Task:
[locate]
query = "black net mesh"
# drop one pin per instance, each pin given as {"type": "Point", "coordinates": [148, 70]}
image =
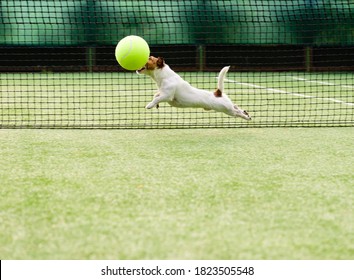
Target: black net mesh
{"type": "Point", "coordinates": [291, 61]}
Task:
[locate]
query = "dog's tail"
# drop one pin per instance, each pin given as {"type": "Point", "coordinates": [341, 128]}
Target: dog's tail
{"type": "Point", "coordinates": [221, 78]}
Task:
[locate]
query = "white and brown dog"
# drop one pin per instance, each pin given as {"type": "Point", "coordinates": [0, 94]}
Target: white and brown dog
{"type": "Point", "coordinates": [179, 93]}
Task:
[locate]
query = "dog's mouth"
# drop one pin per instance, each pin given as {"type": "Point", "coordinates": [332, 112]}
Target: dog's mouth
{"type": "Point", "coordinates": [139, 71]}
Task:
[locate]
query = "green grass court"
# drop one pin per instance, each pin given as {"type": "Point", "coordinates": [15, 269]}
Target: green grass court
{"type": "Point", "coordinates": [275, 193]}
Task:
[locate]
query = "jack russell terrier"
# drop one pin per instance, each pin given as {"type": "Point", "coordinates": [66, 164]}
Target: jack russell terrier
{"type": "Point", "coordinates": [179, 93]}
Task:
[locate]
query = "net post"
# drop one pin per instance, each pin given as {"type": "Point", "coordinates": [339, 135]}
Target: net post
{"type": "Point", "coordinates": [201, 58]}
{"type": "Point", "coordinates": [308, 58]}
{"type": "Point", "coordinates": [90, 58]}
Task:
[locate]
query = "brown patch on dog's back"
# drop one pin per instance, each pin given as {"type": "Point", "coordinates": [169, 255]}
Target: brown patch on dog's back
{"type": "Point", "coordinates": [160, 62]}
{"type": "Point", "coordinates": [218, 93]}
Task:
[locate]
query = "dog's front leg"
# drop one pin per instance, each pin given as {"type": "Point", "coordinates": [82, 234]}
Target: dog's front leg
{"type": "Point", "coordinates": [160, 97]}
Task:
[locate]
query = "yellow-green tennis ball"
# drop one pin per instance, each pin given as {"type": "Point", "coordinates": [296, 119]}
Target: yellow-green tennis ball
{"type": "Point", "coordinates": [132, 52]}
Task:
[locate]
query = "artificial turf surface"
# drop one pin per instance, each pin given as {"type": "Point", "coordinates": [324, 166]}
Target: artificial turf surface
{"type": "Point", "coordinates": [275, 193]}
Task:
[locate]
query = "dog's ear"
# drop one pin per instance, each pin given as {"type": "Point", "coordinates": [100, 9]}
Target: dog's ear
{"type": "Point", "coordinates": [160, 62]}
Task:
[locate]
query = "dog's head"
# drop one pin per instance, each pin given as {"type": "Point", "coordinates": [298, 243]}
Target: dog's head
{"type": "Point", "coordinates": [152, 64]}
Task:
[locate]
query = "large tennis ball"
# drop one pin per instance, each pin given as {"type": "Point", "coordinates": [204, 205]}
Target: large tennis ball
{"type": "Point", "coordinates": [132, 52]}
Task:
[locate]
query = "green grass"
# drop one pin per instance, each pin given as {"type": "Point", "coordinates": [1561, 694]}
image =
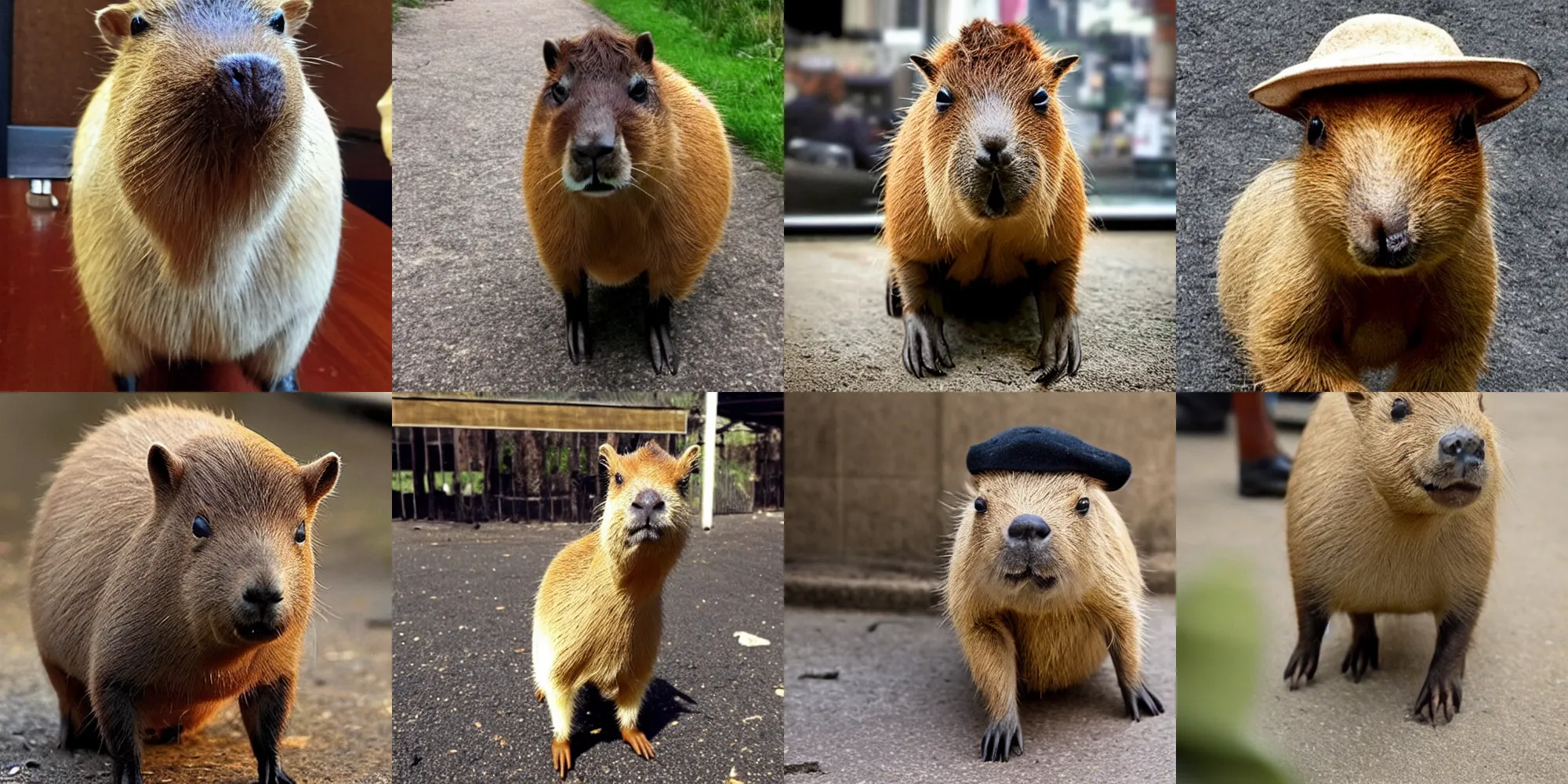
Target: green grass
{"type": "Point", "coordinates": [733, 49]}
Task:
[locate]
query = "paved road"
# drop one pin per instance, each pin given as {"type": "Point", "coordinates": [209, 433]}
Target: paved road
{"type": "Point", "coordinates": [473, 310]}
{"type": "Point", "coordinates": [904, 710]}
{"type": "Point", "coordinates": [840, 336]}
{"type": "Point", "coordinates": [341, 727]}
{"type": "Point", "coordinates": [1517, 677]}
{"type": "Point", "coordinates": [463, 669]}
{"type": "Point", "coordinates": [1225, 140]}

### GOAL OF THE EXERCISE
Pictures are excluded; repeat every record exactly.

### EXERCISE ANSWER
Task:
[locate]
query = "black net mesh"
# drop one pin per instance, each pin given as {"type": "Point", "coordinates": [148, 70]}
image =
Target: black net mesh
{"type": "Point", "coordinates": [291, 61]}
Task:
[locate]
query = "dog's tail"
# drop one pin per instance, each pin given as {"type": "Point", "coordinates": [341, 128]}
Target: dog's tail
{"type": "Point", "coordinates": [221, 78]}
Task:
[locate]
query = "white and brown dog"
# drop one pin per instance, each pin given as {"type": "Point", "coordinates": [0, 94]}
Target: white and brown dog
{"type": "Point", "coordinates": [179, 93]}
Task:
[locate]
query = "dog's mouth"
# drop one pin per instance, each pin given as {"type": "Point", "coordinates": [332, 112]}
Target: dog's mouth
{"type": "Point", "coordinates": [139, 71]}
Task:
[locate]
query = "green grass court"
# drop one pin per instance, each pin given as {"type": "Point", "coordinates": [15, 269]}
Target: green grass court
{"type": "Point", "coordinates": [275, 193]}
Task:
[locate]
query = "jack russell terrier"
# drop one pin per instance, each pin given as {"type": "Point", "coordinates": [66, 164]}
Target: jack russell terrier
{"type": "Point", "coordinates": [179, 93]}
Task:
[locate]
query = "net post"
# drop one pin per instance, each pin given as {"type": "Point", "coordinates": [339, 135]}
Target: net post
{"type": "Point", "coordinates": [201, 58]}
{"type": "Point", "coordinates": [308, 58]}
{"type": "Point", "coordinates": [90, 58]}
Task:
[locate]
query = "brown patch on dog's back"
# drop one pin per instance, each pin given as {"type": "Point", "coordinates": [169, 255]}
Target: brown patch on dog's back
{"type": "Point", "coordinates": [160, 62]}
{"type": "Point", "coordinates": [218, 93]}
Task:
[locate]
query = "dog's front leg"
# drop one pin per instance, each pin given as {"type": "Point", "coordinates": [82, 234]}
Target: dog's front leg
{"type": "Point", "coordinates": [160, 97]}
Task:
[locate]
query = "yellow-green tennis ball"
# drop one pin per instance, each pin given as {"type": "Point", "coordinates": [296, 119]}
Target: yellow-green tennis ball
{"type": "Point", "coordinates": [132, 52]}
Task:
[locate]
query = "artificial turf surface"
# drop one pin per instance, each pin given as {"type": "Point", "coordinates": [324, 166]}
Target: artificial turf surface
{"type": "Point", "coordinates": [275, 193]}
Task:
[locate]
query = "dog's ear"
# drop one pin per instance, each pin given as {"type": "Point", "coordinates": [100, 9]}
Target: dog's ear
{"type": "Point", "coordinates": [160, 62]}
Task:
[locate]
query = "dog's head"
# drop one pin per instance, each pin given as {"type": "Point", "coordinates": [298, 243]}
Target: dog's head
{"type": "Point", "coordinates": [152, 64]}
Task:
[locate]
query = "large tennis ball"
# drop one pin per instance, each pin given as {"type": "Point", "coordinates": [204, 205]}
Target: large tennis ball
{"type": "Point", "coordinates": [132, 52]}
Task:
[locate]
query = "green grass"
# drop one pin per instance, each pin given as {"type": "Point", "coordinates": [1561, 694]}
image =
Target: green grass
{"type": "Point", "coordinates": [733, 49]}
Task:
[locate]
query = "paved road"
# drop one pin per instance, each pin given as {"type": "Point", "coordinates": [209, 433]}
Target: paved road
{"type": "Point", "coordinates": [473, 310]}
{"type": "Point", "coordinates": [904, 710]}
{"type": "Point", "coordinates": [840, 336]}
{"type": "Point", "coordinates": [341, 727]}
{"type": "Point", "coordinates": [1517, 677]}
{"type": "Point", "coordinates": [463, 669]}
{"type": "Point", "coordinates": [1225, 140]}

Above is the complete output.